- [EXTRACT PROVIDED]:
I work for a company that builds machinery that costs close to $1M. I'm not
likely to ever use one of them (but I wholeheartedly believe in the product:
medical instrumentation).

If you only look for jobs where you would have used the end product, you're
likely to spend a lot of time unemployed.

------
misterbwong
This really boils down to your personal priorities. Do you _need_ to believe
in the product to enjoy work or are interesting problems/fun workplace enough
for you?

Currently, I'm trying as hard as I can to get a hold of the most difficult
projects I can find in the workplace. If that means working on a technically
challenging product that I kinda-sorta believe in, then so be it. My goal is
to get my technical chops up. I suspect that as time and my experience
progresses, the actual product will mean more to me.

------
homecoded
I have been working (coder, project lead, product owner) in the gaming
industry far too long now. I hardly ever play computer games, I hate most of
them, and some of the products I was involved in were, simply put, just very
very bad concepts.

Yet, I derived motivation and pleasure from the technical challenges and the
creative atmosphere created by the crazy geeks I have the privilege to work
with. Besides, the rather short development cycles with hardly any maintaining
after release make for fun projects: Code and forget.

Something else to consider: If you don't like their product, you may be able
to help them to turn the product into something you can enjoy as well, and
with this they may be able to open up to new audiences. Sometimes, the
naysayers can actually be useful, or so I like to believe.

------
rcavezza
If you're an expert in the field, your expertise may be needed for the
business, but you may not need the product.

For example, many of the big name financial companies have a higher premium
because of the service and knowledge of the financial experts (or at least
perceived knowledge).

There are many financial firms that offer less expensive options but have less
customer service, etc... So I expect many Morgan Stanley and Fidelity
financial analysts to have a portfolio from a different company.

------
ebiester
I think one of my favorite jobs was working on IBM Information Archive, a
piece of hardware that I will never use.

On the other hand, I've taken one job with a company whose "product" I found
counterproductive to society. I got so depressed I could barely work, and was
drummed out in 6 months.

It's almost never worth it.

------
mindcrime
I could work for a company where my reaction to the product was "meh,
whatever." But I doubt I'd work for a company whose product is something that
I find morally reprehensible or something that I think is just absolute crap.

- [WHAT YOU NEED TO DO]: Reproduce the forum thread above, about working for a company whose product you don't use, word for word and in full.

- [INPUT DATA]:

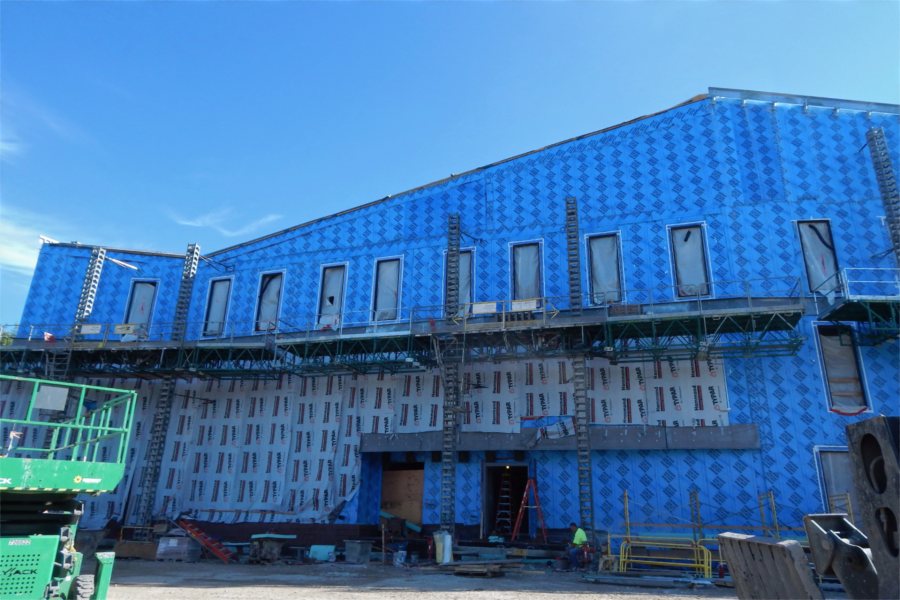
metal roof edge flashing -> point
(115, 250)
(804, 100)
(455, 176)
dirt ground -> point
(139, 580)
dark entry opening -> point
(503, 489)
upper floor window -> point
(465, 277)
(819, 256)
(526, 271)
(331, 296)
(842, 373)
(386, 297)
(268, 301)
(836, 480)
(217, 307)
(689, 259)
(140, 302)
(606, 281)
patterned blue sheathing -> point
(747, 169)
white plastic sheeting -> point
(819, 256)
(668, 393)
(841, 370)
(217, 307)
(465, 277)
(331, 298)
(690, 261)
(604, 255)
(527, 271)
(387, 288)
(269, 299)
(141, 305)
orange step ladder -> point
(532, 487)
(211, 544)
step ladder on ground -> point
(213, 545)
(531, 486)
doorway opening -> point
(504, 485)
(402, 486)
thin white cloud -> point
(20, 231)
(23, 117)
(10, 144)
(9, 148)
(216, 220)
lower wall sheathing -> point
(287, 450)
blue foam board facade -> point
(744, 167)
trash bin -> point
(357, 551)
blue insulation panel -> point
(746, 169)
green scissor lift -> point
(72, 439)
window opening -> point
(268, 301)
(526, 271)
(691, 275)
(331, 298)
(819, 256)
(140, 305)
(387, 289)
(842, 374)
(217, 307)
(603, 253)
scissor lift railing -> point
(69, 439)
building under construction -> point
(688, 307)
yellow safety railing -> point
(670, 554)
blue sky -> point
(152, 125)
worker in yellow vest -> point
(579, 540)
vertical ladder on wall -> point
(156, 446)
(89, 285)
(503, 517)
(887, 184)
(59, 359)
(583, 444)
(573, 254)
(579, 366)
(531, 486)
(449, 439)
(451, 299)
(183, 303)
(153, 457)
(449, 357)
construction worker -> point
(579, 540)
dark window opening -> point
(268, 302)
(217, 307)
(690, 261)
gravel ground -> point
(138, 579)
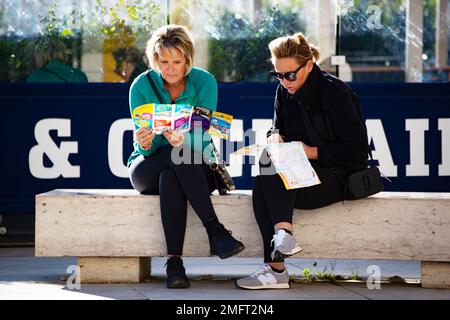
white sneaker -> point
(285, 245)
(265, 278)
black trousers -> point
(175, 183)
(272, 203)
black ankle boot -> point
(222, 242)
(176, 274)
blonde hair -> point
(170, 37)
(295, 46)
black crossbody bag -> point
(359, 184)
(224, 182)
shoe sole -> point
(265, 286)
(232, 253)
(280, 256)
(179, 284)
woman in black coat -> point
(335, 144)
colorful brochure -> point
(292, 165)
(162, 117)
(220, 125)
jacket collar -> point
(310, 91)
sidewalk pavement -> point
(23, 276)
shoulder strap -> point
(155, 90)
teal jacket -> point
(56, 71)
(200, 90)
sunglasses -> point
(289, 76)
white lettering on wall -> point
(115, 147)
(444, 127)
(58, 156)
(417, 166)
(382, 153)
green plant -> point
(238, 47)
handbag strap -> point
(155, 90)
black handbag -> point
(202, 115)
(359, 184)
(364, 183)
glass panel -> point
(95, 36)
(436, 21)
(232, 37)
(372, 38)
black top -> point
(334, 111)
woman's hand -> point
(175, 139)
(145, 136)
(275, 138)
(311, 152)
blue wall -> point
(93, 107)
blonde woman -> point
(152, 169)
(305, 92)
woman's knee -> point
(167, 176)
(140, 179)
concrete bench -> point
(114, 233)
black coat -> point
(334, 111)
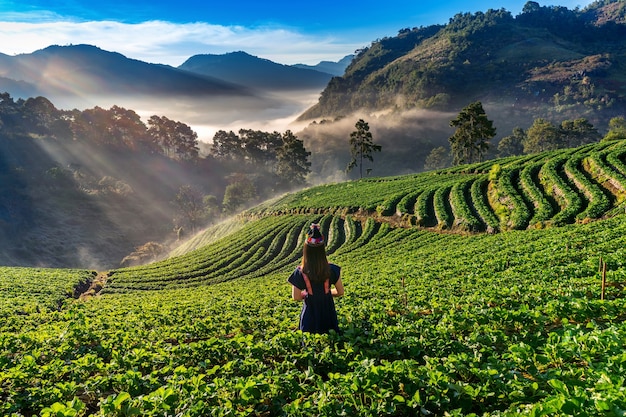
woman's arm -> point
(338, 290)
(296, 293)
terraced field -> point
(553, 188)
(469, 291)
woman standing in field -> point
(312, 281)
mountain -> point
(330, 67)
(545, 62)
(258, 73)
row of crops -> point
(553, 188)
(503, 324)
(433, 324)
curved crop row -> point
(543, 210)
(519, 213)
(441, 204)
(478, 194)
(464, 216)
(570, 202)
(599, 203)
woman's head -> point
(314, 262)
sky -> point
(169, 32)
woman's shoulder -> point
(296, 277)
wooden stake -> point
(406, 301)
(603, 280)
(600, 265)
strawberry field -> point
(465, 295)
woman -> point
(312, 282)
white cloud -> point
(170, 43)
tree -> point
(542, 136)
(473, 131)
(617, 129)
(438, 158)
(227, 146)
(292, 164)
(513, 144)
(175, 139)
(361, 146)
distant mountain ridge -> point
(245, 69)
(330, 67)
(546, 62)
(86, 69)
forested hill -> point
(546, 61)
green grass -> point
(454, 323)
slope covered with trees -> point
(548, 61)
(527, 322)
(88, 187)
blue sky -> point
(169, 32)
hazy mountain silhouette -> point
(330, 67)
(85, 69)
(547, 62)
(251, 71)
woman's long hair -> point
(314, 263)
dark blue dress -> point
(318, 309)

- [EXERCISE ANSWER]:
I work for a company that builds machinery that costs close to $1M. I'm not
likely to ever use one of them (but I wholeheartedly believe in the product:
medical instrumentation).

If you only look for jobs where you would have used the end product, you're
likely to spend a lot of time unemployed.

------
misterbwong
This really boils down to your personal priorities. Do you _need_ to believe
in the product to enjoy work or are interesting problems/fun workplace enough
for you?

Currently, I'm trying as hard as I can to get a hold of the most difficult
projects I can find in the workplace. If that means working on a technically
challenging product that I kinda-sorta believe in, then so be it. My goal is
to get my technical chops up. I suspect that as time and my experience
progresses, the actual product will mean more to me.

------
homecoded
I have been working (coder, project lead, product owner) in the gaming
industry far too long now. I hardly ever play computer games, I hate most of
them, and some of the products I was involved in were, simply put, just very
very bad concepts.

Yet, I derived motivation and pleasure from the technical challenges and the
creative atmosphere created by the crazy geeks I have the privilege to work
with. Besides, the rather short development cycles with hardly any maintaining
after release make for fun projects: Code and forget.

Something else to consider: If you don't like their product, you may be able
to help them to turn the product into something you can enjoy as well, and
with this they may be able to open up to new audiences. Sometimes, the
naysayers can actually be useful, or so I like to believe.

------
rcavezza
If you're an expert in the field, your expertise may be needed for the
business, but you may not need the product.

For example, many of the big name financial companies have a higher premium
because of the service and knowledge of the financial experts (or at least
perceived knowledge).

There are many financial firms that offer less expensive options but have less
customer service, etc... So I expect many Morgan Stanley and Fidelity
financial analysts to have a portfolio from a different company.

------
ebiester
I think one of my favorite jobs was working on IBM Information Archive, a
piece of hardware that I will never use.

On the other hand, I've taken one job with a company whose "product" I found
counterproductive to society. I got so depressed I could barely work, and was
drummed out in 6 months.

It's almost never worth it.

------
mindcrime
I could work for a company where my reaction to the product was "meh,
whatever." But I doubt I'd work for a company whose product is something that
I find morally reprehensible or something that I think is just absolute crap.